* _EXERCISES_:
(a) Answer these questions using the article below on fund-raising for Israelis affected by rocket fire:
(i) What is the name of the campaign the Jewish Federations of North America used for its fund-raising?
(ii) According to Federation officials, how many Israelis live within Hamas rocket range?
(iii) How many shekels had gone towards renovating shelters?
(b) Quote the portion of the fund-raising article below that falls between "The campaign also" and "by social services.", inclusive.

*** Opening TEXT PASSAGE ***

An Israeli woman stands outside a damaged house hit by a rocked fired from the Gaza Strip that hit a house near the Israel-Gaza border, Friday, Nov. 16, 2012. Photo: Tsafrir Abayov/Flash90.
Non-Israeli aid organizations, primarily led by Jews from North America and Christians around the world have launched major fund-raising campaigns for Israelis affected by rocket fire from Gaza and Israel’s current Operation Protective Edge.
The Jewish Federations of North America has fundraised in communities primarily for the Jewish Agency and the Joint Distribution Committee under the ageis of a campaign called “Stop the sirens.”
“We help the Israelis with assistance and services they urgently need,” Federation officials said. “Six million Israelis living within Hamas rocket range need our help.”
The campaign also raised awareness for the need for funds via ads on television and the Internet, among Christians in North America and worldwide.
The donations are used primarily to assist residents in southern localities, including financing recreation activities, and providing specialized assistance and equipment for the handicapped and disabled, the elderly, children and populations supported by social services.
In some cases the contributions were used to fortify towns and purchase safety and medical equipment for communities near Gaza — items that normally should be within the government’s responsibility, but are largely entrusted to NGOs and philanthropic foundations.
Since the beginning of the operation, the Jewish Agency and various federations have raised about 27 million shekels ($8 million), according to The Marker.
Over 13.4 million shekels have gone towards relief activities for children and youth living in the South, and 10.1 million had gone towards renovating shelters.

*** Closing TEXT PASSAGE ***
*** Opening PROVIDED MATERIAL ***

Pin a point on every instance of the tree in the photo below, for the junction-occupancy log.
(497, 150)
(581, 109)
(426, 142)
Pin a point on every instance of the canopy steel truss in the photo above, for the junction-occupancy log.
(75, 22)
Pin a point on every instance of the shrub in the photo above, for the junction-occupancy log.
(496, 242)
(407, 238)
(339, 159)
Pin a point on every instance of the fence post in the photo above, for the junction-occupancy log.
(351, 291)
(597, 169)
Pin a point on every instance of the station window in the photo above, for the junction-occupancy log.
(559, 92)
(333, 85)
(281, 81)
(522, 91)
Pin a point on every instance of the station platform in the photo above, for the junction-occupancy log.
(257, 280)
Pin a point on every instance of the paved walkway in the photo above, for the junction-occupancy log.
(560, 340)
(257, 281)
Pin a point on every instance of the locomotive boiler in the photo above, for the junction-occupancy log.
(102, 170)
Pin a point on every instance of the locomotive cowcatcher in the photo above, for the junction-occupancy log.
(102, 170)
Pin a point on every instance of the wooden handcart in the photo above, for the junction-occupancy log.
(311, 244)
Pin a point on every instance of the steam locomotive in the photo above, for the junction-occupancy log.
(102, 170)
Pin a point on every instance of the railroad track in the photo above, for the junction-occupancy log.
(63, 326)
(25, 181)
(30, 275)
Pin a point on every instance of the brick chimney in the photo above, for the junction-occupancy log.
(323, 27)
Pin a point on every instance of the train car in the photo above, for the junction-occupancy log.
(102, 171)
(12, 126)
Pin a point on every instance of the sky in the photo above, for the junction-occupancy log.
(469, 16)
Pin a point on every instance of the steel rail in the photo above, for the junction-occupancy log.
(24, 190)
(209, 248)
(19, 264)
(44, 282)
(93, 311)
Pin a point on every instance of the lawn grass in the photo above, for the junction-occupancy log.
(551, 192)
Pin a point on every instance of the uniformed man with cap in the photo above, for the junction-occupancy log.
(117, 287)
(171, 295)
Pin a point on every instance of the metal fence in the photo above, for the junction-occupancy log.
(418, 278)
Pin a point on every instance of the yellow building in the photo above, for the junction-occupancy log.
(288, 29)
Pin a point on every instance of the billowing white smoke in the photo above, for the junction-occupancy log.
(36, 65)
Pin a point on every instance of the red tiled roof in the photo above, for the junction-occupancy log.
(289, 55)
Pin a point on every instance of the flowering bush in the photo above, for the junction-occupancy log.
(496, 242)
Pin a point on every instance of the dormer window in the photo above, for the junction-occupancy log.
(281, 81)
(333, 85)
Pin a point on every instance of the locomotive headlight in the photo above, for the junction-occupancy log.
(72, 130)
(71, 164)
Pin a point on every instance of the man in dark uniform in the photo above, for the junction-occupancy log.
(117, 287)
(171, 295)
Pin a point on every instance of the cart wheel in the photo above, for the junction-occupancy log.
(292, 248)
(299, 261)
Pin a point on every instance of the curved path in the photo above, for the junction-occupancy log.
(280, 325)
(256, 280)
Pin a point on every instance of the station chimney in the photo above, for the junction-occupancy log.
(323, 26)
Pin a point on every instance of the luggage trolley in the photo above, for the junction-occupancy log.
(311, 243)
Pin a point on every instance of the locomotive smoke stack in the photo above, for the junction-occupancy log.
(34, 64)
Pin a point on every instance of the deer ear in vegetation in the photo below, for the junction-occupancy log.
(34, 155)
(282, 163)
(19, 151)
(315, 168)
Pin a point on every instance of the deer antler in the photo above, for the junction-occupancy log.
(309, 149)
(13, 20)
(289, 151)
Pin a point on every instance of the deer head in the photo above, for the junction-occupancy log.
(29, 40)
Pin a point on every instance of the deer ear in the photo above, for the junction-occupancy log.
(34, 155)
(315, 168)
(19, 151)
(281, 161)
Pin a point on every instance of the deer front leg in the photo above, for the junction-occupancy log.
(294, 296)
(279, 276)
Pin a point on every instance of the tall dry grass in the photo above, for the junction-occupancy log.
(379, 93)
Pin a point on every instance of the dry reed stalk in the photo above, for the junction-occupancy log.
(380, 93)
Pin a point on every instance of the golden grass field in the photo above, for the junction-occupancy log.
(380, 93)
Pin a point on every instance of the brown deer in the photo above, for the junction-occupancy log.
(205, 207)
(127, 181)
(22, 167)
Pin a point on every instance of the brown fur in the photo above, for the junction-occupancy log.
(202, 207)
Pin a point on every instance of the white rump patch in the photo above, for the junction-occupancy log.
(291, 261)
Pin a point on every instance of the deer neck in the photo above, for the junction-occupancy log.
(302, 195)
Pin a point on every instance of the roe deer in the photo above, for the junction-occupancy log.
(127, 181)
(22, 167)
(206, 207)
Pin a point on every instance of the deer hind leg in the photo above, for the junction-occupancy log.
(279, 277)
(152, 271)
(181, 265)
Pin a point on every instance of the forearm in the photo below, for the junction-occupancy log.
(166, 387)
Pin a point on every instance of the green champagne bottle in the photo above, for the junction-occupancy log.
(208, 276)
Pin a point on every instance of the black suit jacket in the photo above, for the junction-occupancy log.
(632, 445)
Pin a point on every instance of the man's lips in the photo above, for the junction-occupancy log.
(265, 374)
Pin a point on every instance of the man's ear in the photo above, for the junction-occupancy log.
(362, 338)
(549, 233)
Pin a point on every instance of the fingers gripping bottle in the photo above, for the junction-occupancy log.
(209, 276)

*** Closing PROVIDED MATERIAL ***

* _OUTPUTS FOR THE TASKS_:
(a)
(i) "Stop the sirens."
(ii) Six million.
(iii) 10.1 million shekels.

(b)
The campaign also raised awareness for the need for funds via ads on television and the Internet, among Christians in North America and worldwide.
The donations are used primarily to assist residents in southern localities, including financing recreation activities, and providing specialized assistance and equipment for the handicapped and disabled, the elderly, children and populations supported by social services.